Image location labeling listing
** begin **

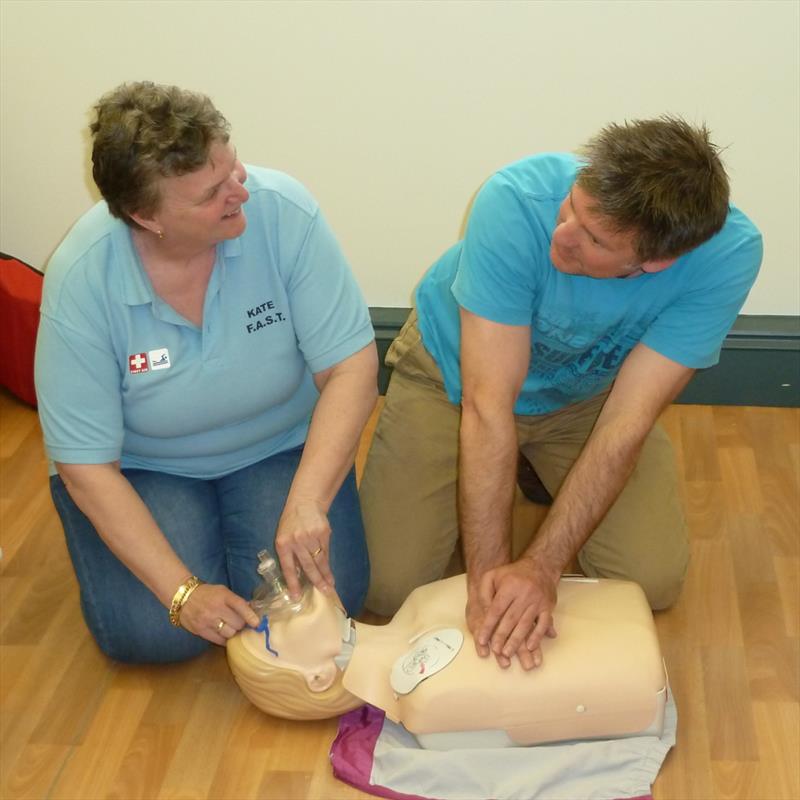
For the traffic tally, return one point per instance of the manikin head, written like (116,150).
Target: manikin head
(303,681)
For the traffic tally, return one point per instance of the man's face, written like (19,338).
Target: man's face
(585,243)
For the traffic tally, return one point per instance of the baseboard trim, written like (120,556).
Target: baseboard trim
(759,364)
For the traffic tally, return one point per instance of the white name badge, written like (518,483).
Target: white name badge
(430,655)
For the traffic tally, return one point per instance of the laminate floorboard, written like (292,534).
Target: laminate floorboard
(76,726)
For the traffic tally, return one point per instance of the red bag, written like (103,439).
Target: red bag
(20,297)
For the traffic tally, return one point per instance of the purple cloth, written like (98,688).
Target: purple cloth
(352,754)
(352,749)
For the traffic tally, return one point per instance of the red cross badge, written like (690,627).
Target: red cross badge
(137,363)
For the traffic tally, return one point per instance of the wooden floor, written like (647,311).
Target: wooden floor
(75,725)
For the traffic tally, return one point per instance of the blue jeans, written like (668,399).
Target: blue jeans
(216,527)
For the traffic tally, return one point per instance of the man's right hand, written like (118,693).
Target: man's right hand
(510,611)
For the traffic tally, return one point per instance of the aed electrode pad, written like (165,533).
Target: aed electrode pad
(428,656)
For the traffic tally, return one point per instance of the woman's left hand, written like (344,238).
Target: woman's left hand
(302,541)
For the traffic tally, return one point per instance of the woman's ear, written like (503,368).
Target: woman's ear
(322,678)
(148,223)
(656,266)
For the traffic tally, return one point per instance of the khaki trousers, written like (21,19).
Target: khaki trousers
(408,490)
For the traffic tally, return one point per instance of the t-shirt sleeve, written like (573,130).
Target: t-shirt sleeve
(496,275)
(691,330)
(78,391)
(330,315)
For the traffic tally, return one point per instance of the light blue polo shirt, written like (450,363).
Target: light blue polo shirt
(121,375)
(581,328)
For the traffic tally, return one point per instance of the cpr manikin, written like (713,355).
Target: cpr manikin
(602,677)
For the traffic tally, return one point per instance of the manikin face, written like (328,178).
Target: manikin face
(204,207)
(308,642)
(584,243)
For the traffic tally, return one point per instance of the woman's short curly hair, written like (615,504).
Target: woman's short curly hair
(661,179)
(144,131)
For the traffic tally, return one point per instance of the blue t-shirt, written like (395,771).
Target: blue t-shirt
(121,375)
(581,328)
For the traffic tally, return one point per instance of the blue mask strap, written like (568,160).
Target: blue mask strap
(263,627)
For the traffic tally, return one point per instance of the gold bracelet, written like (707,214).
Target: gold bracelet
(181,596)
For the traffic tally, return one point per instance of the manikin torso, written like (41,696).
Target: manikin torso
(602,676)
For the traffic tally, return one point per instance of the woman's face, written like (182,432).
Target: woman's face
(204,207)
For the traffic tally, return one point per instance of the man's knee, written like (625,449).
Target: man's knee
(661,581)
(662,587)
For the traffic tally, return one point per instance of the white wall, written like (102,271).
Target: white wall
(393,113)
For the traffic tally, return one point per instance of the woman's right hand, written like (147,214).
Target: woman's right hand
(212,604)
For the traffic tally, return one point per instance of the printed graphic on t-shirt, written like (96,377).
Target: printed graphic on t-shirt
(137,363)
(159,359)
(263,316)
(577,363)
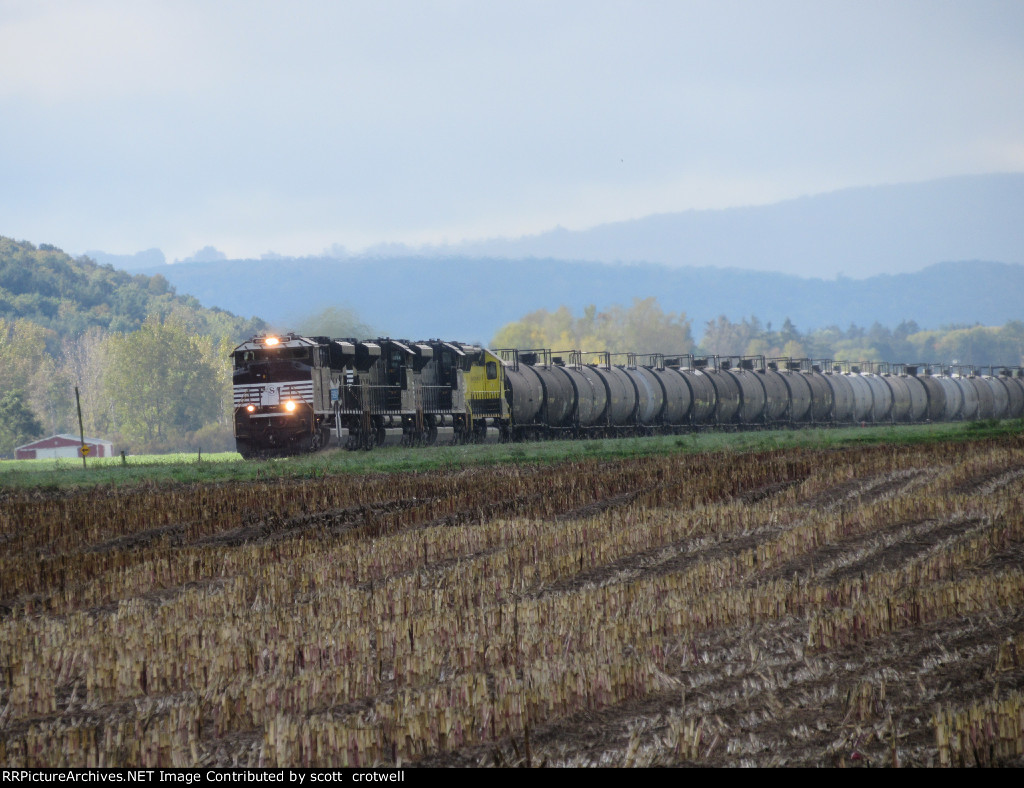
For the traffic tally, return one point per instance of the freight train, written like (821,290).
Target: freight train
(295,394)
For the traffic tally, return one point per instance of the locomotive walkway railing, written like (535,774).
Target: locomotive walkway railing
(376,399)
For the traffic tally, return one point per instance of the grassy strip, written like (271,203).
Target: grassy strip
(228,467)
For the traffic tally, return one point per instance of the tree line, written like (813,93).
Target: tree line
(152,367)
(644,327)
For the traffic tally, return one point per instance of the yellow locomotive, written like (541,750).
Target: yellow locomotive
(295,394)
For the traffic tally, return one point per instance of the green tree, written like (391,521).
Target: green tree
(642,327)
(17,422)
(164,383)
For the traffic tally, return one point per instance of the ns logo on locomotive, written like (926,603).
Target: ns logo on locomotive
(295,394)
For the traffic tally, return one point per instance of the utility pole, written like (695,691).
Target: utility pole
(81,430)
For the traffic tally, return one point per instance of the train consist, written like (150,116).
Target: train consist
(295,394)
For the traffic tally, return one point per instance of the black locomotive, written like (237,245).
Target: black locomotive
(295,394)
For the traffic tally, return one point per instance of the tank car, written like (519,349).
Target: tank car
(282,394)
(294,393)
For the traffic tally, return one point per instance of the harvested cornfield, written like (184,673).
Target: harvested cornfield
(856,607)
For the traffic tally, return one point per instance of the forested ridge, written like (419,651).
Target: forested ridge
(644,327)
(152,366)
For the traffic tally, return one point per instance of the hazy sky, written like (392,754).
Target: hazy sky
(290,126)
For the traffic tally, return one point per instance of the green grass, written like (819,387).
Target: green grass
(227,467)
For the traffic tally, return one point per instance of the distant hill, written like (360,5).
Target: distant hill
(862,255)
(70,295)
(856,232)
(470,299)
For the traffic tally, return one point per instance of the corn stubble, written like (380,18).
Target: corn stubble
(790,608)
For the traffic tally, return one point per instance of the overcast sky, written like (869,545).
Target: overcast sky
(291,126)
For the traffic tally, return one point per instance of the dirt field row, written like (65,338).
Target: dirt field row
(856,607)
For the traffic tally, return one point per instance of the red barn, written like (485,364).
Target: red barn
(62,446)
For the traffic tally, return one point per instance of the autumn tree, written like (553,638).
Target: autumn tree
(164,383)
(17,422)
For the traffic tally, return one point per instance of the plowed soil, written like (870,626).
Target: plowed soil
(786,609)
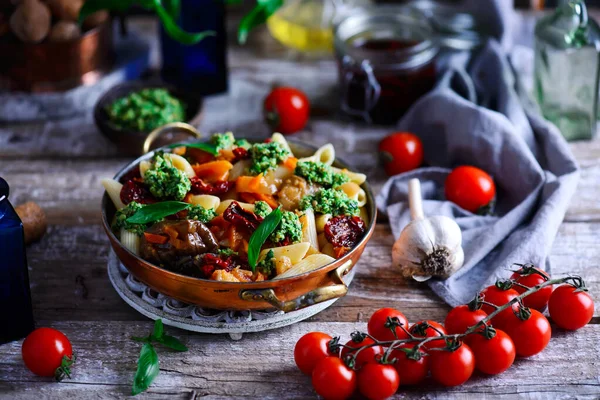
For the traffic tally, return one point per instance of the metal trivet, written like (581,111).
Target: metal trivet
(155,305)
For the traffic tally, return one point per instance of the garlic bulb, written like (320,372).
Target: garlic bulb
(427,246)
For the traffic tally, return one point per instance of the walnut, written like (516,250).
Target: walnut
(31,21)
(65,9)
(64,31)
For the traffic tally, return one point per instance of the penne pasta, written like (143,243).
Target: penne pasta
(226,203)
(355,177)
(205,200)
(321,220)
(130,241)
(309,229)
(310,263)
(113,188)
(295,252)
(279,138)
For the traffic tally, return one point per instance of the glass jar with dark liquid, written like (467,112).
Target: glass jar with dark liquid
(386,62)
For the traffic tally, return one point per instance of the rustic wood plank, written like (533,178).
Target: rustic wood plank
(261,366)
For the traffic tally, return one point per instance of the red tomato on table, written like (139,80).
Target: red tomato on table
(470,188)
(286,110)
(45,351)
(401,152)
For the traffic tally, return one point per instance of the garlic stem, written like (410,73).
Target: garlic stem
(415,201)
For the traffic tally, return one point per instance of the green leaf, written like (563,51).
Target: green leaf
(172,343)
(261,234)
(159,330)
(176,32)
(207,147)
(91,6)
(157,211)
(257,16)
(147,370)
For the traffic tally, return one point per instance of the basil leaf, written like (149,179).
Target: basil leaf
(157,211)
(159,329)
(257,16)
(172,343)
(209,148)
(147,370)
(261,234)
(176,32)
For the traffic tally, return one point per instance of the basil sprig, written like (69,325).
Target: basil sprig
(207,147)
(148,365)
(261,234)
(157,211)
(165,9)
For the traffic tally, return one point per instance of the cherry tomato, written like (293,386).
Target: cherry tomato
(493,294)
(377,329)
(530,336)
(44,351)
(530,277)
(470,188)
(452,368)
(412,372)
(286,110)
(570,309)
(310,349)
(401,152)
(495,355)
(429,329)
(461,318)
(333,380)
(366,355)
(378,381)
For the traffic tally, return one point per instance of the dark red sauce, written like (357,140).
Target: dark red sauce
(399,88)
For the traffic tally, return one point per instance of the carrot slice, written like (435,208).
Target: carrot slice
(154,238)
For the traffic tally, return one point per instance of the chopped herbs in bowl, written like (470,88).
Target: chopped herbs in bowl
(146,110)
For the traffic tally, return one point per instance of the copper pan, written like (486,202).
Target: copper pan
(287,294)
(56,66)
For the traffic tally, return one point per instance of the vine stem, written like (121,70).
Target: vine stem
(394,344)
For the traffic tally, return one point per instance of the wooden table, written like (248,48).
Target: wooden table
(59,164)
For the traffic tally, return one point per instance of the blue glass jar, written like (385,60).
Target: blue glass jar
(199,68)
(16,315)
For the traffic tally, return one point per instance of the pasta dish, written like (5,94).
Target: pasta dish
(229,210)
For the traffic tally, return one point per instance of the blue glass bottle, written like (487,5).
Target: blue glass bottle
(16,314)
(200,68)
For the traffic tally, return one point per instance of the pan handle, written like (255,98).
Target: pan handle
(180,127)
(318,295)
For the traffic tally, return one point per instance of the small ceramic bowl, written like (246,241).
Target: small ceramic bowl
(131,142)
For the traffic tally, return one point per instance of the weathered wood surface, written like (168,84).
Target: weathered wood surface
(59,164)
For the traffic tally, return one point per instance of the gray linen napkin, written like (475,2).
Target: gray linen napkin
(475,117)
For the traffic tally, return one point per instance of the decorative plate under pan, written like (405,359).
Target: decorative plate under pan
(155,305)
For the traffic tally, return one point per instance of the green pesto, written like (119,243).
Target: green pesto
(227,252)
(319,173)
(223,140)
(146,110)
(126,212)
(289,227)
(165,181)
(330,201)
(204,215)
(266,156)
(267,266)
(243,143)
(262,209)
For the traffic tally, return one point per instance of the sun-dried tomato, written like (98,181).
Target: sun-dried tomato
(344,231)
(220,187)
(133,190)
(240,153)
(241,218)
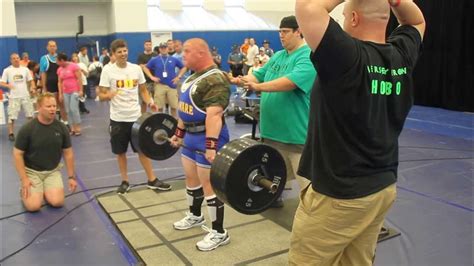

** end **

#### Work required
Please list every line in the listing above that contains the word "linen", with case counting.

#### The reply
For the traffic tally, return one point per instance of the gray linen napkin, written like (475,2).
Target: gray linen napkin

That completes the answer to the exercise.